RECORD SET.
========================================
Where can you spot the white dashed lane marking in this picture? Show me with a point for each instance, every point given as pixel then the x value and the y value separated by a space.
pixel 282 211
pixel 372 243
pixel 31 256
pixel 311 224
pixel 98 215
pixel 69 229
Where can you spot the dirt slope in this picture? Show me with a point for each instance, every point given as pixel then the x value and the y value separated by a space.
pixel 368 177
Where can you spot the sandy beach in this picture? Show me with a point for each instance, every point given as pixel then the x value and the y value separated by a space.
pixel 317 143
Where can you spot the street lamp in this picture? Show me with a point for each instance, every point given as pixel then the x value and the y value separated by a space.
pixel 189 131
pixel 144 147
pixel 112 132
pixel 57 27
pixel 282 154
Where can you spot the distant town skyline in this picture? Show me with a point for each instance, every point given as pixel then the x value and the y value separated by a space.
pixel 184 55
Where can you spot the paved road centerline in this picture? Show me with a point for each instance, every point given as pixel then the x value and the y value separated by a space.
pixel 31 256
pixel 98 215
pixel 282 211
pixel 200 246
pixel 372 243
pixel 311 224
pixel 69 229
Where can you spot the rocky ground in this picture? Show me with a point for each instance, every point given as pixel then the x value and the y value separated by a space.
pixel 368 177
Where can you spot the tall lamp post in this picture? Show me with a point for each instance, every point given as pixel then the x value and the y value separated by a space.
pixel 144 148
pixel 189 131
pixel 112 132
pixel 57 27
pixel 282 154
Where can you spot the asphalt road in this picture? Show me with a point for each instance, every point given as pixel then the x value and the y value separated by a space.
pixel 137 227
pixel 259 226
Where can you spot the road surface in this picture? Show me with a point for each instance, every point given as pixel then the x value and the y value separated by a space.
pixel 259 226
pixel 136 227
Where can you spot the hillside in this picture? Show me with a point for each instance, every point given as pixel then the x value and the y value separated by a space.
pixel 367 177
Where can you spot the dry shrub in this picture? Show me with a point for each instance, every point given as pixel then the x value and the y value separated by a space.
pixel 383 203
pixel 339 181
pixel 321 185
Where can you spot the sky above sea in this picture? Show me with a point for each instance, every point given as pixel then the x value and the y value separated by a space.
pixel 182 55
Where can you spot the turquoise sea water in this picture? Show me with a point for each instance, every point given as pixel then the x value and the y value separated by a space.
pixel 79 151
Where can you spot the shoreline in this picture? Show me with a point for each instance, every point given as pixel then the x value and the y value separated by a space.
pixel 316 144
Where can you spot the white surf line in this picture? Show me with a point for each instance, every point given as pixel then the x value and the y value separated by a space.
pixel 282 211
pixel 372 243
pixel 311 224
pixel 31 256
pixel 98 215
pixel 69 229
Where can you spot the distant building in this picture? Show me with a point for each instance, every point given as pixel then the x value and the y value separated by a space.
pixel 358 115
========================================
WHAT YOU WILL DO. Copy out the records line for line, starting with the line that contains "Where can you spot the rocky" and ending with the line that contains "pixel 316 144", both included.

TASK SOLUTION.
Where can you spot the rocky ground in this picture? Show me with a point for each instance, every point given as pixel then the x value and the y value separated by a space.
pixel 368 177
Where can you spot the tall lamp post in this picture? Show me with a point for each instance, every point given as pixel then the x value and the y value separated by a space.
pixel 144 148
pixel 189 131
pixel 112 132
pixel 57 27
pixel 282 154
Where can you spot the asphalt road in this picture? Show me with a point for each instance, every point given as pixel then the x value and the y value separated by a space.
pixel 137 227
pixel 259 226
Where can you spot the road surface in this picture? Show me with a point for each instance, every point given as pixel then the x value and the y value separated by a space.
pixel 259 226
pixel 136 227
Where can you spot the hillside in this picture? Show me with a point for each instance, every point given as pixel then the x value and the y value separated by a space.
pixel 367 177
Where can you spot the dry shrub in this picture? Show me with a point for each instance, every point given as pixel then the x value and the y value separated by a space.
pixel 383 203
pixel 339 181
pixel 321 185
Where can you spot the sky above sea in this picture? Show me with a point for each instance, every point given as pixel then the x value and the y value separated by a space.
pixel 182 55
Where can you spot the turquoise sea water in this picture? Show me with a point for each instance, every point given as pixel then the x value and the y value separated by a space.
pixel 79 151
Where can you spot the shoreline in this picture? Show me with a point for each instance, every point given as pixel then the x value and the y value separated by a space.
pixel 316 144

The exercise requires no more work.